Problem to solve:
Can you reproduce the passage of the rupee transcript between "Q: The connection" and "you do that.", inclusive, word for word?

Exercise passage:
-----

Below is the edited transcript of the discussion on CNBC-TV18.

Q: The connection is very compelling, as the currency has depreciated between 10-15 percent year-to-date and from year ago levels we have seen a salutary impact on the trade deficit. So at least to keep the trade deficit under control should the RBI concentrate on not allowing the currency to appreciate?

Gokarn: One cannot look at the currency and the management of the exchange rate as an isolated and standalone objective. You have to look at currency dynamics in the larger context of what is happening in the economy. And the very simple link is that if you are managing an inflationary situation, if the objective of monetary policy is to rein in inflation which clearly in the current circumstances it is, then the appreciating currency actually helps you do that.

The rupee rising is bringing down the cost of unavoidable imports. It is therefore feeding through into lower inflationary pressures domestically. So, to prevent the currency from rising in an inflationary situation means that you are going to have to do something more on the interest rate side to offset the inflationary pressures of an undervalued currency. That is the choice that has to be made, I am not arguing that one is necessarily superior to the other but you have to be aware of the tradeoff that is involved.

If one wants to protect the export sector, and keep the CAD under control by resisting the rupee appreciation, then squeeze on domestic demand is needed to manage inflation. Hence, what one is achieving is an expenditure switch or a demand switch.

-----

[Saved entries]
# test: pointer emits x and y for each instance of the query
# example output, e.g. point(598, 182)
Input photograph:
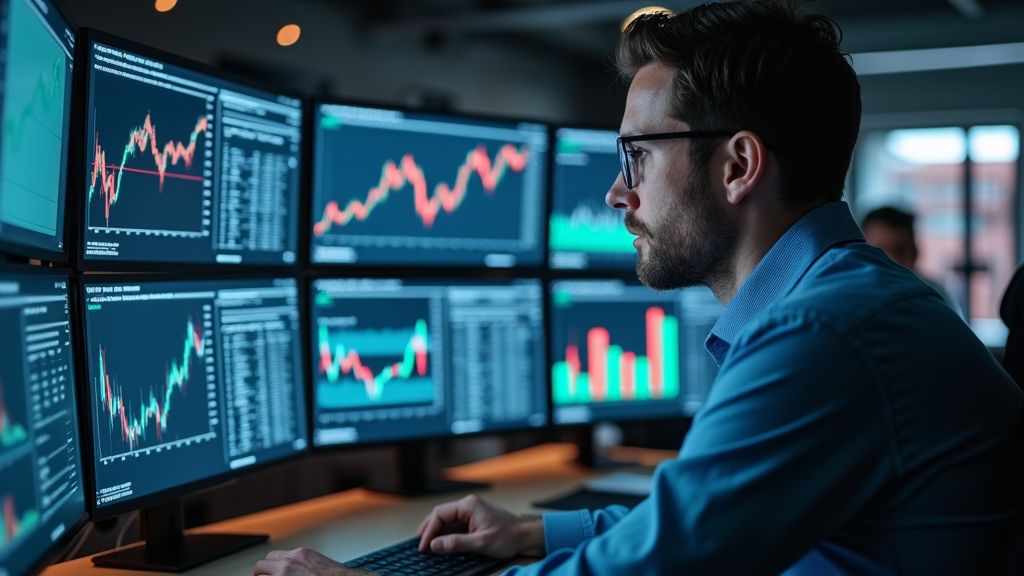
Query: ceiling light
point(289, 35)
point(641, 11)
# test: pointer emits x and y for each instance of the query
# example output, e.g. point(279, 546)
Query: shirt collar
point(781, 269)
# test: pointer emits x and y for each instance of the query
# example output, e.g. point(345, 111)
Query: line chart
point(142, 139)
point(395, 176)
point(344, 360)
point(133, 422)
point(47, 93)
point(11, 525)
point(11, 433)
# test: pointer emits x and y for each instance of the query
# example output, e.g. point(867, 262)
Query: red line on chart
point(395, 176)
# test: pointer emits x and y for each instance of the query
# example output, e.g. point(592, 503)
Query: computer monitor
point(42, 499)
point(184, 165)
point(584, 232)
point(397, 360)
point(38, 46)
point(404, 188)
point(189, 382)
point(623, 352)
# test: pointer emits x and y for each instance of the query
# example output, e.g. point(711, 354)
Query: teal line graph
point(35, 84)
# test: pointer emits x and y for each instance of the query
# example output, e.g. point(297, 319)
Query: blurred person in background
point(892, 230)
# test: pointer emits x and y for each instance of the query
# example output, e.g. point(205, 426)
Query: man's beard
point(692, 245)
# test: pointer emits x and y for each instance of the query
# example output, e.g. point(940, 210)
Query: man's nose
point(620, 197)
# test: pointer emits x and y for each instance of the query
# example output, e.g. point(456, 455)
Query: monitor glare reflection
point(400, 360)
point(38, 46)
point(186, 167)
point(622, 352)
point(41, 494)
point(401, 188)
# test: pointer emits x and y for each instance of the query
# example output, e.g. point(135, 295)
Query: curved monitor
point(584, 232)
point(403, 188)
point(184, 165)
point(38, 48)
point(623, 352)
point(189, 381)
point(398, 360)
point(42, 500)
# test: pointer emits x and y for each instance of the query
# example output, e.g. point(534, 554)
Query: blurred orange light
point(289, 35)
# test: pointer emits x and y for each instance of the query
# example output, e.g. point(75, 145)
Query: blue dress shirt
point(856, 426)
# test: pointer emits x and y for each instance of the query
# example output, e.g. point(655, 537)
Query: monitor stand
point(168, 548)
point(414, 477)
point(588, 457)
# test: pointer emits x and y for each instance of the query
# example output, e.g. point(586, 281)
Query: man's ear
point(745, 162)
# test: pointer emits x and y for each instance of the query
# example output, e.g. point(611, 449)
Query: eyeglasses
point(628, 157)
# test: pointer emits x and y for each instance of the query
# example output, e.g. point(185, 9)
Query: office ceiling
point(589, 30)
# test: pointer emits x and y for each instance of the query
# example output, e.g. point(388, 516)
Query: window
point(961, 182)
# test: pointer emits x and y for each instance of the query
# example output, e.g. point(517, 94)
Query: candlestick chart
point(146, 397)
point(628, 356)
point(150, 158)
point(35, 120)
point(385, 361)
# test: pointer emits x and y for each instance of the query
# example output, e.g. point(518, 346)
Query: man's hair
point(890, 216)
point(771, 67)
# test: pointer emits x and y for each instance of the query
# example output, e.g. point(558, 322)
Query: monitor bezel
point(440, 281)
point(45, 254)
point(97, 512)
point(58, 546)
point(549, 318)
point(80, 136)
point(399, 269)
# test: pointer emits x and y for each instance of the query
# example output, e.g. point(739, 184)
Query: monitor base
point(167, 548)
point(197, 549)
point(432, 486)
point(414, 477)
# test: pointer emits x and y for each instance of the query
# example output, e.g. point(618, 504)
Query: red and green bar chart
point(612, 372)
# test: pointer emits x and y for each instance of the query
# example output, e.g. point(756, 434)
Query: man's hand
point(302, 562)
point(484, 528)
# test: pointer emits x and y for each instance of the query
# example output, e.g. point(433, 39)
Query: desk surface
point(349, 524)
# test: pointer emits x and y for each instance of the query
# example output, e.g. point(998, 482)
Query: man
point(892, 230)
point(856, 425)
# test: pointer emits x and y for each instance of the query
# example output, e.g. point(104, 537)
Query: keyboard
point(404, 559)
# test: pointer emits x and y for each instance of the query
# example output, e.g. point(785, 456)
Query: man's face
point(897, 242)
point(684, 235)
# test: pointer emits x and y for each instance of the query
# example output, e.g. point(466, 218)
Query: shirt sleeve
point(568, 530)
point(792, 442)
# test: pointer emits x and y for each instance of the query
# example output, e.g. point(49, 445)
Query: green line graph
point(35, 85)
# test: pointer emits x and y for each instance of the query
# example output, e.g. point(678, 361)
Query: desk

-----

Result below:
Q: The connection is very compelling, as the currency has depreciated between 10-15 percent year-to-date and from year ago levels we have seen a salutary impact on the trade deficit. So at least to keep the trade deficit under control should the RBI concentrate on not allowing the currency to appreciate?

Gokarn: One cannot look at the currency and the management of the exchange rate as an isolated and standalone objective. You have to look at currency dynamics in the larger context of what is happening in the economy. And the very simple link is that if you are managing an inflationary situation, if the objective of monetary policy is to rein in inflation which clearly in the current circumstances it is, then the appreciating currency actually helps you do that.